-- START OF INFORMATION SUPPLIED --

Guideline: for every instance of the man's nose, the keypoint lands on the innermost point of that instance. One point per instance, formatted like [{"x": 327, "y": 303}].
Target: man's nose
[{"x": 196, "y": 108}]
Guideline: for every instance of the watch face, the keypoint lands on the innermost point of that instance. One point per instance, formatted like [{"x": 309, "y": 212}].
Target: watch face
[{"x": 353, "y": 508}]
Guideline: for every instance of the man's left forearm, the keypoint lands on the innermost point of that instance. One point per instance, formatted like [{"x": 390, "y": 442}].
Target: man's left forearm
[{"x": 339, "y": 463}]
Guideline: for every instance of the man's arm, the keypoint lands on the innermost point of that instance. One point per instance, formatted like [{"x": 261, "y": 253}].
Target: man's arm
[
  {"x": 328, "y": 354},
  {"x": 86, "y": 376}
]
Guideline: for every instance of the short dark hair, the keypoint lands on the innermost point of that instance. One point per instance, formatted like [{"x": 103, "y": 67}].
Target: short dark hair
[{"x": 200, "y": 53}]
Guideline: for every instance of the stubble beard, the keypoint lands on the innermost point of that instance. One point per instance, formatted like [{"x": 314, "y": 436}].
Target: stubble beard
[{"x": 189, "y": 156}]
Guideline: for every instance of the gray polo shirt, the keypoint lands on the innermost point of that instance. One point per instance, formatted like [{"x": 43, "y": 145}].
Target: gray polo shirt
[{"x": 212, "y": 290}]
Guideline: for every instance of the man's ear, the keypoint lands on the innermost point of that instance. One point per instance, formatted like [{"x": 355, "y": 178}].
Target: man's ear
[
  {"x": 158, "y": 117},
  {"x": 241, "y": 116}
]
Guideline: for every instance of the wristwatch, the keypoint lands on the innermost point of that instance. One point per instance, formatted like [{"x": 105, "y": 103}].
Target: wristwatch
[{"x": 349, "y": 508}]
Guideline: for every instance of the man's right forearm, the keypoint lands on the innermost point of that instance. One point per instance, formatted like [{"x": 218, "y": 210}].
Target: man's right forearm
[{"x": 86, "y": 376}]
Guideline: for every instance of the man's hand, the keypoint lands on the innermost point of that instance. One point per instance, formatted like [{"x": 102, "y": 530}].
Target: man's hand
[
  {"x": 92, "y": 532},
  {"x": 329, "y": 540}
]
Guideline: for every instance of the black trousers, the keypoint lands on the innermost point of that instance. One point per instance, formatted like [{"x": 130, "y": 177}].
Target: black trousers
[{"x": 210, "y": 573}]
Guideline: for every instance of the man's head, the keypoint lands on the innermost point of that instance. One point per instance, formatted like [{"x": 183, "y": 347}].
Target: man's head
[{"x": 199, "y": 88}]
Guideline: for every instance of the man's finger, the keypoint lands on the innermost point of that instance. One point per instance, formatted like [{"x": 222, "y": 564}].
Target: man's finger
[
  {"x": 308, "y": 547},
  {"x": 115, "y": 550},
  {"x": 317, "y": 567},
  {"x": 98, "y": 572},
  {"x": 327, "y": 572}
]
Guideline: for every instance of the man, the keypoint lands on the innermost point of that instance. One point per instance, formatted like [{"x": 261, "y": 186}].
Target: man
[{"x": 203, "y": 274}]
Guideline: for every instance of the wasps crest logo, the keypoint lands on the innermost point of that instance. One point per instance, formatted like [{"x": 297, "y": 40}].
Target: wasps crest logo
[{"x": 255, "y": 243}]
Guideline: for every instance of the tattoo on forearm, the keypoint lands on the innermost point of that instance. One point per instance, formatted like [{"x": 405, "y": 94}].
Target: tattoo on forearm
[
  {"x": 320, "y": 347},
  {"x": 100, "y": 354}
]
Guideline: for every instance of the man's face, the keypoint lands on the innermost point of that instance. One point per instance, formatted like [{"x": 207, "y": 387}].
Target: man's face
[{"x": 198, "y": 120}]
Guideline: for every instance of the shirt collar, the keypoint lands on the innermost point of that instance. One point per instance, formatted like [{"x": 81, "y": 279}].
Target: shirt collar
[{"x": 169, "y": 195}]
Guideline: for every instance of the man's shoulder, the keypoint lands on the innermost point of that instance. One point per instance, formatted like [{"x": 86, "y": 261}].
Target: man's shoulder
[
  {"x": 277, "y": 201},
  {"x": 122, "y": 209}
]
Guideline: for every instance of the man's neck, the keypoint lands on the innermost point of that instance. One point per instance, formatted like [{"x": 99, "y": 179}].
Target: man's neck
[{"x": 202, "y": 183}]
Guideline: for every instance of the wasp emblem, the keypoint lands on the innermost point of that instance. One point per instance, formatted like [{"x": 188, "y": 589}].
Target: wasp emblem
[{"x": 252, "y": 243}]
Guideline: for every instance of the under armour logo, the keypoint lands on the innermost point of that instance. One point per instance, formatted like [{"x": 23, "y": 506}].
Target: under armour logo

-- END OF INFORMATION SUPPLIED --

GIVEN REQUEST: Reproduce unchanged the part of the rows that opens with the line containing "Guideline: for every instance of the wasps" and closes at the end of the rows, keeping both of those ends.

ANSWER IN FULL:
Guideline: for every instance of the wasps crest logo, the keypoint lands on the innermost point of that instance. One point per instance, formatted like [{"x": 297, "y": 40}].
Target: wasps crest logo
[{"x": 255, "y": 243}]
Guideline: for every instance of the tattoo on forearm, the keypoint lands on the innermost point of that instance. One point per instance, formatted like [{"x": 405, "y": 94}].
Target: tattoo on forearm
[
  {"x": 320, "y": 347},
  {"x": 100, "y": 354}
]
Guideline: for every instance of the man's face, the keypoint lands on the innermost point of that instance. One point per instance, formatted like [{"x": 207, "y": 387}].
Target: man's face
[{"x": 198, "y": 120}]
Guideline: for every instance of the shirt collar, the keypoint lands on the innermost point of that instance. One point per instance, formatted like [{"x": 81, "y": 279}].
Target: shirt collar
[{"x": 169, "y": 195}]
Guideline: for every instance of the man's shoulder, the keypoint lands on the innermost point of that instance. One point per instance, formatted like [{"x": 86, "y": 261}].
Target: man's shoulder
[
  {"x": 277, "y": 201},
  {"x": 122, "y": 209}
]
Guideline: for every instance of the man's neck, the keypoint lands on the innermost point of that instance. One point per instance, formatted like [{"x": 99, "y": 179}].
Target: man's neck
[{"x": 202, "y": 183}]
Guideline: for every instance of the wasp emblem, the keypoint lands on the innermost point of that instance. One point per instance, formatted like [{"x": 188, "y": 589}].
Target: wasp emblem
[{"x": 252, "y": 243}]
Guideline: for every instance of the under armour logo, the keypoint lands on the innermost point of that instance. One point per instance, formatted like [{"x": 23, "y": 506}].
Target: under armour logo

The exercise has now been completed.